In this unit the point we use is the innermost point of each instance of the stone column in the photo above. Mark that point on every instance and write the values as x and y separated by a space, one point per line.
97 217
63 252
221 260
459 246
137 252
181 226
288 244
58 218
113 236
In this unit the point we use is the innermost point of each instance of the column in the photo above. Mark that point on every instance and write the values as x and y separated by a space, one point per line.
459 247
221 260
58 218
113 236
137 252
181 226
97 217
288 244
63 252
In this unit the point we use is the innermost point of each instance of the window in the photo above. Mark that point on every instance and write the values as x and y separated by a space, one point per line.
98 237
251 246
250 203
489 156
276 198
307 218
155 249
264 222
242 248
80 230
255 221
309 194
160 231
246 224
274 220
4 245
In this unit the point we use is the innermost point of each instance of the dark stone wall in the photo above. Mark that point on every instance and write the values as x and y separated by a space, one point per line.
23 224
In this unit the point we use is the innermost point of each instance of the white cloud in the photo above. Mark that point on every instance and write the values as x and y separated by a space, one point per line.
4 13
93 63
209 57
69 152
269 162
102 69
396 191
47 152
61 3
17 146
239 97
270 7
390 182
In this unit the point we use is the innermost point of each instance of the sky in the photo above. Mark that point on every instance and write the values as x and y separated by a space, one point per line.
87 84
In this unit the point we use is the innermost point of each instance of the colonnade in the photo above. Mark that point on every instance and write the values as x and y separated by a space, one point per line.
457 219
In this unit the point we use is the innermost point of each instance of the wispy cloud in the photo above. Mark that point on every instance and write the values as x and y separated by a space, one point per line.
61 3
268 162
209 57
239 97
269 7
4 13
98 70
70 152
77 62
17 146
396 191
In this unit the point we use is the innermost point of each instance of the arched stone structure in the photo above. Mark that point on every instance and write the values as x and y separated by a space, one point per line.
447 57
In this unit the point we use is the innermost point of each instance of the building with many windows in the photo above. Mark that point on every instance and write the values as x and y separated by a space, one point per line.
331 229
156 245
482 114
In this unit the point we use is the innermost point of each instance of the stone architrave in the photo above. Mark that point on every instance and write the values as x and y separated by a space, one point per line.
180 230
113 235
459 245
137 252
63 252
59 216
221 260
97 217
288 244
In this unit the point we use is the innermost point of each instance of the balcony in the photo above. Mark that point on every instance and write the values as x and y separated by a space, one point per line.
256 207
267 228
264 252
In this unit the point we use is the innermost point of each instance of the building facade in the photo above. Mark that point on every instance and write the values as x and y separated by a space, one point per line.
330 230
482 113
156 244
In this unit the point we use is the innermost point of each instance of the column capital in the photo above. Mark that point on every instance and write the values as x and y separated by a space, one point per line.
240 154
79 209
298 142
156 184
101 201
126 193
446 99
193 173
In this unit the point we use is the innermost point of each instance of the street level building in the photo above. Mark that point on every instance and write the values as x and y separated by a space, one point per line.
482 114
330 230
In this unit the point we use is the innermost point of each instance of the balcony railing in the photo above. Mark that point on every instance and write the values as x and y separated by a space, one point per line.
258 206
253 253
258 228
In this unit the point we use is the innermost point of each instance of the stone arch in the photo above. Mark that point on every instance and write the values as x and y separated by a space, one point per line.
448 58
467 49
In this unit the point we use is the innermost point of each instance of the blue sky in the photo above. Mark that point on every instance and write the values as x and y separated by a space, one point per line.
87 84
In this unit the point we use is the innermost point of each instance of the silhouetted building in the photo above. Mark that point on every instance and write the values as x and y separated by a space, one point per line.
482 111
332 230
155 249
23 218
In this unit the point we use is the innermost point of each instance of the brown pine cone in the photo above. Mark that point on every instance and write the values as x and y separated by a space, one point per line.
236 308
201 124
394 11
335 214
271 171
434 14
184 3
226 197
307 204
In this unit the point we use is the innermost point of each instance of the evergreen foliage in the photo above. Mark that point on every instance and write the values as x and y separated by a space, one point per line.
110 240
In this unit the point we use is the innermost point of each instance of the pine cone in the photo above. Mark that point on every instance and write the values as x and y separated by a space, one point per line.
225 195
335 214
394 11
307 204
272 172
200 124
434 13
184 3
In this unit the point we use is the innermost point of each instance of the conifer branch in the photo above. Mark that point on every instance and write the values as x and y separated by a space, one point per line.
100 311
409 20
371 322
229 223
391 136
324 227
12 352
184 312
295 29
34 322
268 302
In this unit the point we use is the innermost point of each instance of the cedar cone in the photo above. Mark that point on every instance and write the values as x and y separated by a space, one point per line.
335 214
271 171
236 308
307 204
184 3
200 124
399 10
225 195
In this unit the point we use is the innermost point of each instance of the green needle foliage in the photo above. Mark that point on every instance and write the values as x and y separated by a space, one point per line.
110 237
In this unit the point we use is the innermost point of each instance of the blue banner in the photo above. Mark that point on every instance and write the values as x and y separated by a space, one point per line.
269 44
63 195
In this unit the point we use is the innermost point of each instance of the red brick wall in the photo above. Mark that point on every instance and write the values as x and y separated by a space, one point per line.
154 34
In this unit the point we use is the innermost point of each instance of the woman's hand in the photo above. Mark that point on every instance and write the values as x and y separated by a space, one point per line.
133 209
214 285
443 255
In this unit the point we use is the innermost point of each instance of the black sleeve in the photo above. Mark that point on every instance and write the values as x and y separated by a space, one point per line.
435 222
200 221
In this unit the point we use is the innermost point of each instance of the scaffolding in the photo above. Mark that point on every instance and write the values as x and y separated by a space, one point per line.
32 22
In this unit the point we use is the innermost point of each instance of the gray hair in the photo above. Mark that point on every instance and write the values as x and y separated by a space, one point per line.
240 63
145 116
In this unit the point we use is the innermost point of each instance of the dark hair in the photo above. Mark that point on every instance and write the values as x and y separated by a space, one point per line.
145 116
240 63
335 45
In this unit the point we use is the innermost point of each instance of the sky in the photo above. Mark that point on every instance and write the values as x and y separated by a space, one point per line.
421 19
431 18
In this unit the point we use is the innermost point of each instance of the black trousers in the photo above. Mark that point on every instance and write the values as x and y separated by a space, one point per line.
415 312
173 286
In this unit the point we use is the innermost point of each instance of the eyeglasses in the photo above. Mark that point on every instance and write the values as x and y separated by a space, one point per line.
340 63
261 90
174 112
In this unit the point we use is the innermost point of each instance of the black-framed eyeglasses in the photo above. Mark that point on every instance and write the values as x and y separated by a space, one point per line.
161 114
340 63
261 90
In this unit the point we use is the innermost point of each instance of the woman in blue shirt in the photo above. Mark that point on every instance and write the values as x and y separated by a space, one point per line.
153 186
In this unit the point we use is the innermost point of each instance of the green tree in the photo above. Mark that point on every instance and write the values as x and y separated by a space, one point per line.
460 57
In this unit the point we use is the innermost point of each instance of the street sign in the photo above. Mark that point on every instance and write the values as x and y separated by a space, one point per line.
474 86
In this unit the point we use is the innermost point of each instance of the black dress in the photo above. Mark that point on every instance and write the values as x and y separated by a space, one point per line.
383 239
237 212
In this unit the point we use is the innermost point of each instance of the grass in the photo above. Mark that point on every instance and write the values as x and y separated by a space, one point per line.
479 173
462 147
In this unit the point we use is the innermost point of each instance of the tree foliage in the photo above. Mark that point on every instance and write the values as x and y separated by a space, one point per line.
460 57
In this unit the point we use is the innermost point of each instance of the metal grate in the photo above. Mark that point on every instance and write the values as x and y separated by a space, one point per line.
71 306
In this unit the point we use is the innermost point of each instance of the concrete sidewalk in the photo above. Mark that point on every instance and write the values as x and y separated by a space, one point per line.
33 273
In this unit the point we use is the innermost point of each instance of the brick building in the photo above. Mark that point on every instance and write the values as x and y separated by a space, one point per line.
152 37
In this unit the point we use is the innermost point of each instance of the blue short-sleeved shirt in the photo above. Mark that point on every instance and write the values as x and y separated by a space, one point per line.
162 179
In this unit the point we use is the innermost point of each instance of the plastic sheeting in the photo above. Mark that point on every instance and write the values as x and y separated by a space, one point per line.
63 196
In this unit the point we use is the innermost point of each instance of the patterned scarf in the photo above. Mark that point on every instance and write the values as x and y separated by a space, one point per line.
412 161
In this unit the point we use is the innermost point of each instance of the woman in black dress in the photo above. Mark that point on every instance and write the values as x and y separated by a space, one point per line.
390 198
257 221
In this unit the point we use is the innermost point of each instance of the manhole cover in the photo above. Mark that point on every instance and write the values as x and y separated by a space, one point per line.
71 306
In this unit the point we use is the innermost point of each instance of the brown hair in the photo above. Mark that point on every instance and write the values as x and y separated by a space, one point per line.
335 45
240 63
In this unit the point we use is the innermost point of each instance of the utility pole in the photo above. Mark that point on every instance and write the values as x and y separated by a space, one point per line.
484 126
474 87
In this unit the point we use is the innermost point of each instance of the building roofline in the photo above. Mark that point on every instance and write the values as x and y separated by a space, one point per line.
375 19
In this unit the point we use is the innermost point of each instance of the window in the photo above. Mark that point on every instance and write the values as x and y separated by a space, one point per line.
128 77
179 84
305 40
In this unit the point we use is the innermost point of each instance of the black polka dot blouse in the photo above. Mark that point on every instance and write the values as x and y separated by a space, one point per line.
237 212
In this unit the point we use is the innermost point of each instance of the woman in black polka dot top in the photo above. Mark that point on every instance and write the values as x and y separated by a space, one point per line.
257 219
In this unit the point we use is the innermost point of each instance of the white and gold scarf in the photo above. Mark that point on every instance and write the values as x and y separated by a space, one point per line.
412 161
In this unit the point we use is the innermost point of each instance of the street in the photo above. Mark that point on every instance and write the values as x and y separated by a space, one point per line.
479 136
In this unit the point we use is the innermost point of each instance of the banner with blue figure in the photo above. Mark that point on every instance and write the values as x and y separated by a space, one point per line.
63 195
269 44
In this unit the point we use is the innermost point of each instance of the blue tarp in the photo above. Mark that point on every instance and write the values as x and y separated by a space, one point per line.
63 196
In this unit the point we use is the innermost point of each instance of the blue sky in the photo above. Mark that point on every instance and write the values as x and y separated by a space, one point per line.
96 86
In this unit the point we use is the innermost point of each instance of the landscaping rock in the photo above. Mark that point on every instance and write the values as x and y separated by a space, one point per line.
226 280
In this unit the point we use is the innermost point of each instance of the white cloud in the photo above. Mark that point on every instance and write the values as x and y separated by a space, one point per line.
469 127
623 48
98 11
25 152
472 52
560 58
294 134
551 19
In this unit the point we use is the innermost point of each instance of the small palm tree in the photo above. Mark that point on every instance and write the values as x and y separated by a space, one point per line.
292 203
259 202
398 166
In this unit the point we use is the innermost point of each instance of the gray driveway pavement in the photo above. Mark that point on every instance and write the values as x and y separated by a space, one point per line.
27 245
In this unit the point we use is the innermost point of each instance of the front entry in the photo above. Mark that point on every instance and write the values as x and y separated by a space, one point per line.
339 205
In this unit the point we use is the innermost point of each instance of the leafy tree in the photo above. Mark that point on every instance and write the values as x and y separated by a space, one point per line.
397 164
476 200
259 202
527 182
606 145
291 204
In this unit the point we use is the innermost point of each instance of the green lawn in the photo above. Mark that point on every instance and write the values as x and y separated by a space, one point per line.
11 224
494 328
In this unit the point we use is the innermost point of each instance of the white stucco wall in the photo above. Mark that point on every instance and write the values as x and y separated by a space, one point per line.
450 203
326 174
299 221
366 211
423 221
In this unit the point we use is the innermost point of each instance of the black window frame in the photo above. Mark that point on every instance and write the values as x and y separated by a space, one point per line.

-------

Reproduce the data from the line containing "of the small" through the end, switching "stucco" to "plaster" and leaving everything else unchanged.

In this unit the point we use is the innermost point of each instance of the small palm tree in the photo above. Mark that point on every instance and write the values as x and y separated by a space, one point per line.
292 203
259 202
398 166
In this unit the point we use is the innermost point of each instance of the gray driveway pavement in the photo above. Mark that point on every instance and write the values as x and y separated by a space, one point per line.
27 245
In this unit the point we use is the innermost point of each instance of the front entry in the photo above. Mark that point on every instance and write the values as x and y separated by a space, one point per line.
339 205
In this unit the point we use is the innermost point of each instance of the leafy tree in the photo above. Mark that point on every instance and write the values as x and y separated by a space, one point per line.
397 164
476 200
259 202
527 182
606 145
291 204
In this unit the point we use is the innermost point of each instance of the green lawn in the photo above. Mark that point on every instance and write the values as x and y separated by a space, one point per line.
11 224
494 328
In this unit the point we use is the innermost point of each instance of the white plaster wall in the photo above. Mark that point on every instance and write the values as x and y separated by a space, one point per line.
450 203
326 174
299 221
366 211
423 221
In this unit the point we use is the innermost point of each instance of the black window frame in the photo above. Mark that point on every instance and write the values as x and y separated by a space, one point per line.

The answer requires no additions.